Data excerpts:
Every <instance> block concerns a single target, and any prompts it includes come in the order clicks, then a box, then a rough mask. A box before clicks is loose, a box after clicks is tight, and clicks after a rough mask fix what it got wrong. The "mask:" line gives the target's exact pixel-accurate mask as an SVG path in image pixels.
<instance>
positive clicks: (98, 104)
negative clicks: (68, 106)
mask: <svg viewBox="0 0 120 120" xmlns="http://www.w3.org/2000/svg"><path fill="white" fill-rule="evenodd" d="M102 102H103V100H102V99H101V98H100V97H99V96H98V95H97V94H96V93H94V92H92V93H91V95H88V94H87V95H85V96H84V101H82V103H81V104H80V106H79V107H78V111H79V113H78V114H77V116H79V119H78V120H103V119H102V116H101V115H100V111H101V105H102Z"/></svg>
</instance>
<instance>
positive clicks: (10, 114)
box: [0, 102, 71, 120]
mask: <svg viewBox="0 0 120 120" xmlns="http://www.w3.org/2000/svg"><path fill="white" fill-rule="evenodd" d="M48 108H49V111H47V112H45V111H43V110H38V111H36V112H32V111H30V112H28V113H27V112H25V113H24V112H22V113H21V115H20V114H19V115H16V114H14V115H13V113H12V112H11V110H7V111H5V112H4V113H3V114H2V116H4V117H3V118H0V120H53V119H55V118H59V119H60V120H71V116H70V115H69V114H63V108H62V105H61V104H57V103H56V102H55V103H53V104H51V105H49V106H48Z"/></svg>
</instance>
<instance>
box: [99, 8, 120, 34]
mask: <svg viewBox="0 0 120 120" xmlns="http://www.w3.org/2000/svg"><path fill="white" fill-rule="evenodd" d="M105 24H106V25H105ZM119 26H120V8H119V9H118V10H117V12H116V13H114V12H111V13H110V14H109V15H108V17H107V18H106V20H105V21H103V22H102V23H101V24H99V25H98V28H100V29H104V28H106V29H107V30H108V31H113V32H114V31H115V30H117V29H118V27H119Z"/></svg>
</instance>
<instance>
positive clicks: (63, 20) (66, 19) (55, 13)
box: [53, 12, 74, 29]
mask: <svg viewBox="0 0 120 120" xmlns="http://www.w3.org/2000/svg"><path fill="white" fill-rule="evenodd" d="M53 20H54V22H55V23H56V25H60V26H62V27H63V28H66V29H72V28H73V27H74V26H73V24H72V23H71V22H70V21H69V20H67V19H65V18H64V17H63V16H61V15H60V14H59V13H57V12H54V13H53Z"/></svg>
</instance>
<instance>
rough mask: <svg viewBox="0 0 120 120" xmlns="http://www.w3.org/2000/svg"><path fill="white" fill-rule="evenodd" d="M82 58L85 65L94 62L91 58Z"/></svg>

Task directions
The answer should be all the entries, restated with no word changed.

Task result
Every <instance> block concerns a single target, and any prompts it includes come in the order clicks, then a box, then a rough mask. A box before clicks is loose, a box after clicks is tight, and clicks after a rough mask fix what it got wrong. The "mask:" line gives the target's exact pixel-accurate mask as an SVG path in image pixels.
<instance>
positive clicks: (98, 104)
negative clicks: (68, 106)
mask: <svg viewBox="0 0 120 120" xmlns="http://www.w3.org/2000/svg"><path fill="white" fill-rule="evenodd" d="M102 102H103V100H102V99H101V98H100V97H99V96H98V95H97V94H96V93H94V92H92V93H91V95H88V94H87V95H85V96H84V101H82V103H81V104H80V106H79V107H78V111H79V113H78V114H77V116H79V119H78V120H103V119H102V116H101V115H100V111H101V105H102Z"/></svg>
</instance>
<instance>
positive clicks: (10, 114)
box: [0, 102, 71, 120]
mask: <svg viewBox="0 0 120 120" xmlns="http://www.w3.org/2000/svg"><path fill="white" fill-rule="evenodd" d="M48 108H49V111H47V112H45V111H43V110H38V111H36V112H32V111H30V112H28V113H27V112H25V113H24V112H22V113H21V115H20V114H19V115H16V114H14V115H13V113H12V112H11V110H7V111H5V112H4V113H3V114H2V116H4V117H3V118H0V120H53V119H55V118H59V119H60V120H71V116H70V115H69V114H63V108H62V105H61V104H57V103H56V102H55V103H53V104H51V105H49V106H48Z"/></svg>
</instance>
<instance>
box: [99, 8, 120, 34]
mask: <svg viewBox="0 0 120 120" xmlns="http://www.w3.org/2000/svg"><path fill="white" fill-rule="evenodd" d="M105 24H106V25H105ZM119 26H120V8H119V9H118V10H117V12H116V13H114V12H111V13H110V14H109V15H108V17H107V18H106V20H105V21H103V22H102V23H101V24H99V25H98V28H100V29H104V28H106V29H107V30H108V31H113V32H114V31H115V30H117V29H118V27H119Z"/></svg>
</instance>
<instance>
positive clicks: (63, 20) (66, 19) (55, 13)
box: [53, 12, 74, 29]
mask: <svg viewBox="0 0 120 120" xmlns="http://www.w3.org/2000/svg"><path fill="white" fill-rule="evenodd" d="M53 20H54V22H55V23H56V25H60V26H62V27H63V28H66V29H72V28H73V27H74V26H73V24H72V23H71V22H70V21H69V20H67V19H65V18H64V17H63V16H61V15H60V14H59V13H57V12H54V13H53Z"/></svg>
</instance>
<instance>
rough mask: <svg viewBox="0 0 120 120" xmlns="http://www.w3.org/2000/svg"><path fill="white" fill-rule="evenodd" d="M82 58L85 65L94 62L91 58Z"/></svg>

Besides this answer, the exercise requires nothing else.